TEXT SEGMENT:
____________

The troubling results found in a new scientific paper may send the Market Vectors Agribusiness ETF (NYSEARCA:MOO) down a rocky ride in the near future.
This week a report by three French scientists, published in the International Journal of Biological Sciences, came to light, highlighting serious health risks associated with the consumption of Monsanto’s (NYSE:MON) genetically engineered corn. In the study, the researchers found that the modified crop was linked to organ damage in rats.
Monsanto is the third largest holding in MOO, accounting for nearly 8% of the total portfolio.
Monsanto immediately offered a rebuttal on its website, discounting the quality of the study’s methods. During Wednesday trading, when the news was announced, the firm’s shares gained 0.4%.
Although the disturbing news appeared to center only on Monsanto’s corn, there is a possibility that other firms may soon come under the microscope. While unearthing the risks of genetically modified foods is ultimately beneficial for the health of the consumer, firms responsible for producing any products found dangerous will likely take a hit.

____________

WHAT YOU NEED TO DO:
- a) According to the article on the Monsanto corn study, what share of the Market Vectors Agribusiness ETF's total portfolio does Monsanto account for?
- b) Resume the article on the Monsanto corn study at the point where it ends.

RECORD EXTRACTS:
____________

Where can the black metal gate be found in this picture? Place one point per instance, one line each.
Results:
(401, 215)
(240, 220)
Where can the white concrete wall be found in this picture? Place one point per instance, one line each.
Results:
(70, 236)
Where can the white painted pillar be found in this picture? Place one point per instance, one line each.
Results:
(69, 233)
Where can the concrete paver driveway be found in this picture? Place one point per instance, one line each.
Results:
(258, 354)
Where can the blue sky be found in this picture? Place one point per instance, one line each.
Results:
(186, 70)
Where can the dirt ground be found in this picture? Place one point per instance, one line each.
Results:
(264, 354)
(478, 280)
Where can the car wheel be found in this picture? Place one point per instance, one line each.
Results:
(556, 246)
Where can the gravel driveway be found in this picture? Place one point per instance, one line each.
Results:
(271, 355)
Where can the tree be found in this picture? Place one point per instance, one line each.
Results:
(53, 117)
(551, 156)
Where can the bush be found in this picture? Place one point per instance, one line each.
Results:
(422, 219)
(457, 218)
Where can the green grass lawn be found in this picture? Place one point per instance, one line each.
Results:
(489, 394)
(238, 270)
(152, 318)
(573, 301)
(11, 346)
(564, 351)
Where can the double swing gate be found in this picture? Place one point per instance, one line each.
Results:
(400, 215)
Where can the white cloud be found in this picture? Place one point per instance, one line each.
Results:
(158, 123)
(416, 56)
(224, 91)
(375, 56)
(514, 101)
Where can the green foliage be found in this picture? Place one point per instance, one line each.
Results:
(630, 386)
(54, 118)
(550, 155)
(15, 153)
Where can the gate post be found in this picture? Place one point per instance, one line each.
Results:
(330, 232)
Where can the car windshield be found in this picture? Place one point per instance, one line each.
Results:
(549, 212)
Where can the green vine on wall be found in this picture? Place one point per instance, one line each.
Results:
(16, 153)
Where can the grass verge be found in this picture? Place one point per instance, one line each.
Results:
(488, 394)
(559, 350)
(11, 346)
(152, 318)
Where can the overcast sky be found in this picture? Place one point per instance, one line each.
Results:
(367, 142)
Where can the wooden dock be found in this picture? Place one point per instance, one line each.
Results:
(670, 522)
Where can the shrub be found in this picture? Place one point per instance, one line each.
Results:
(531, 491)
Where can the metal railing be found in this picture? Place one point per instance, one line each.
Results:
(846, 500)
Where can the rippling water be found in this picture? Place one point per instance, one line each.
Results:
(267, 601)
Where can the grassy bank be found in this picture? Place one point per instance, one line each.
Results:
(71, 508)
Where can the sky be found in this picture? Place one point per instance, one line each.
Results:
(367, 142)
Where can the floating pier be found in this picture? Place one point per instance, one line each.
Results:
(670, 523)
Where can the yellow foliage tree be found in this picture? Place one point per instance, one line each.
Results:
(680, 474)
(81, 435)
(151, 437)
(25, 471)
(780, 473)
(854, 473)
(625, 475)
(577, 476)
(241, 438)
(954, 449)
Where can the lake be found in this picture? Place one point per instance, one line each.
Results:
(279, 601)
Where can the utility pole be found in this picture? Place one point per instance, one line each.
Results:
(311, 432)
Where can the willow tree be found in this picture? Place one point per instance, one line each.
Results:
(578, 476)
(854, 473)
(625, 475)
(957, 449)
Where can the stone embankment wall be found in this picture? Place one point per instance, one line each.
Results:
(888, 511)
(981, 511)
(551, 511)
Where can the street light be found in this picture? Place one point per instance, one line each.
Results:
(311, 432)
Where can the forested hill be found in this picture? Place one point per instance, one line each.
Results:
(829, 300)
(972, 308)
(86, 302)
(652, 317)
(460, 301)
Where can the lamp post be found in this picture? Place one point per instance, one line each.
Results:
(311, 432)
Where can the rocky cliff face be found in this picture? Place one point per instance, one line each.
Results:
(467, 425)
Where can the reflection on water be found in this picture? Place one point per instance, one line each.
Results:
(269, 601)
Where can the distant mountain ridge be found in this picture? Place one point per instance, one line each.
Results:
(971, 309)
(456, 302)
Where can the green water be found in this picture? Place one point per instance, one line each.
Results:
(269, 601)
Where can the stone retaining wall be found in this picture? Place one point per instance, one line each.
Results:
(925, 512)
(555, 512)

____________

ANSWERS TO THIS EXERCISE:
- a) Nearly 8% of the total portfolio.

- b)
While the odds are slim that this scandal will escalate into something that harms MON to the extent that MOO is harmed also, investors should be aware of this risk. As an alternative to investing in agribusiness via MOO, investors that anticipate a rise in agricultural commodity prices should consider PowerShares DB Agriculture Fund (NYSEARCA:DBA).
This fund tracks an index of some of the most widely traded agricultural commodities such as sugar, corn, wheat, soybeans, and live cattle.